== REQUIRED WORK ==
Return every line of the listing below unchanged, but omit the pictures.

== INFORMATION SUPPLIED ==
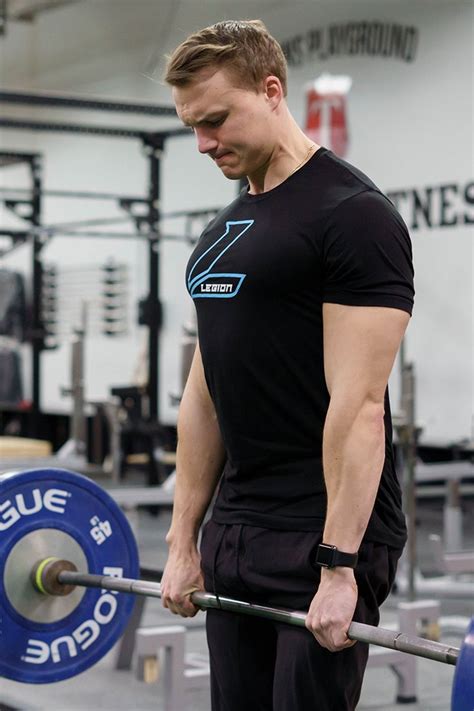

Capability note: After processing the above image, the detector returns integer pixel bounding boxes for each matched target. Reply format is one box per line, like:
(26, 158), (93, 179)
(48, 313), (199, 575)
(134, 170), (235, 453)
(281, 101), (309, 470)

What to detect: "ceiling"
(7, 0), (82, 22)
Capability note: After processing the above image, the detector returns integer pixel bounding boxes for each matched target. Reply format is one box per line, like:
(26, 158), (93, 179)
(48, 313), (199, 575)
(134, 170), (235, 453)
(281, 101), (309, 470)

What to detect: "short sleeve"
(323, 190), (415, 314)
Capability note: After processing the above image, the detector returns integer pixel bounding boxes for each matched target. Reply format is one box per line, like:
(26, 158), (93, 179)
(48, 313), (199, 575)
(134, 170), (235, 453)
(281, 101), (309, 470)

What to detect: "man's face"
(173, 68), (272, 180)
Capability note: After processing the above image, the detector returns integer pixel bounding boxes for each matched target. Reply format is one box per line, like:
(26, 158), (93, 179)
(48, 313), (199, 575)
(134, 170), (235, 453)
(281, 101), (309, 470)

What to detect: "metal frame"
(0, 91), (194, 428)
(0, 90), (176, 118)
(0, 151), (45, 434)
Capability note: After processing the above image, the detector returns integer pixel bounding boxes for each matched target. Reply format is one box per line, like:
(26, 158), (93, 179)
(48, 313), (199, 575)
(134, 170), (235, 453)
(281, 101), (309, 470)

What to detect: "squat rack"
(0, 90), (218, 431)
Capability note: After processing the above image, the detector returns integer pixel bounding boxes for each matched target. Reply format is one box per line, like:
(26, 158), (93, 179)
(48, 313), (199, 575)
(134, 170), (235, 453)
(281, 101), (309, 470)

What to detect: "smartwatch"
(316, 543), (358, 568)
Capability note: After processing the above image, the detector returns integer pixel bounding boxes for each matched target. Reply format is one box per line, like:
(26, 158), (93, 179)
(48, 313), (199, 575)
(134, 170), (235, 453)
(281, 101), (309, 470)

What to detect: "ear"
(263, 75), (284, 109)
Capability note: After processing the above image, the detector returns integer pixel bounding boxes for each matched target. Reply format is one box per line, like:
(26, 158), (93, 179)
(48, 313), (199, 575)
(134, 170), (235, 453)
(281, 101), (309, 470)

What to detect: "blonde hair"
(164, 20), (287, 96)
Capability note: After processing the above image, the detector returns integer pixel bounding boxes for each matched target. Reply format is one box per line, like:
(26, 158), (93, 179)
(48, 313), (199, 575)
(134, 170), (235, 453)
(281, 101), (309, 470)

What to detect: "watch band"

== REPLY TO THE EXERCISE ==
Capability note: After processing the above image, the detector returns integer pixel bounding boxes for each matched target. Reply format is one box per line, like:
(26, 158), (93, 179)
(48, 313), (199, 575)
(134, 170), (235, 453)
(281, 101), (309, 470)

What to detect: "ceiling"
(7, 0), (82, 22)
Capability note: After processing the above image, the detector returns integer pixel bounding boxes for each matched target. Reply format is one box per line, like:
(26, 158), (93, 179)
(48, 313), (199, 575)
(134, 170), (235, 453)
(281, 101), (309, 470)

What to detect: "short sleeve"
(323, 190), (415, 314)
Capability note: After processing the above image, the detector returns integer pixel bounding boxes for each matched target. Reply format is one box per line, like:
(26, 158), (93, 179)
(48, 313), (199, 575)
(134, 170), (235, 453)
(281, 101), (309, 470)

What to detect: "man's face"
(173, 68), (272, 180)
Capability note: After processing the above image, the detector returns integer pixel bounding boxes for each matched target. Reply format is one box per line, like:
(26, 158), (93, 179)
(48, 313), (199, 575)
(134, 170), (235, 453)
(281, 101), (309, 470)

What to detect: "metal frame"
(0, 91), (194, 428)
(0, 90), (176, 118)
(0, 151), (45, 434)
Capability note: After processing the above image, the detector returns integer pixel bounding boxes for each matched target. Reply format is one box per line, like:
(26, 158), (93, 179)
(48, 313), (199, 575)
(134, 170), (235, 453)
(281, 101), (309, 470)

What to detect: "squat rack"
(0, 90), (218, 431)
Capability note: After processing the above image, the detector returns integer pixel bounding boxes for each matched target. Reply format is one box per line, like:
(26, 158), (93, 179)
(48, 313), (199, 575)
(134, 170), (235, 453)
(281, 101), (309, 470)

What to detect: "smartwatch"
(316, 543), (358, 568)
Capability note: After processing the above image, the detector returns integer pixel bounding boxes for each matched target. Reply format is one box per line, like:
(26, 158), (93, 179)
(48, 313), (199, 575)
(134, 170), (235, 453)
(281, 101), (309, 470)

What to detect: "ear"
(263, 75), (284, 109)
Capability note: After processing the above image, the detector returns integer pixel bounding boxes for each matched target. Reply format is one box per line, like:
(26, 158), (93, 179)
(48, 313), (199, 575)
(134, 170), (235, 453)
(281, 101), (309, 470)

What to detect: "blonde hair"
(164, 20), (287, 96)
Capability note: After processing the above image, the detector returns integer pixel bounding boxes for each matched target. Reply format is one box per line, like:
(26, 158), (93, 179)
(48, 313), (199, 575)
(134, 170), (235, 453)
(281, 101), (309, 470)

What to detect: "watch band"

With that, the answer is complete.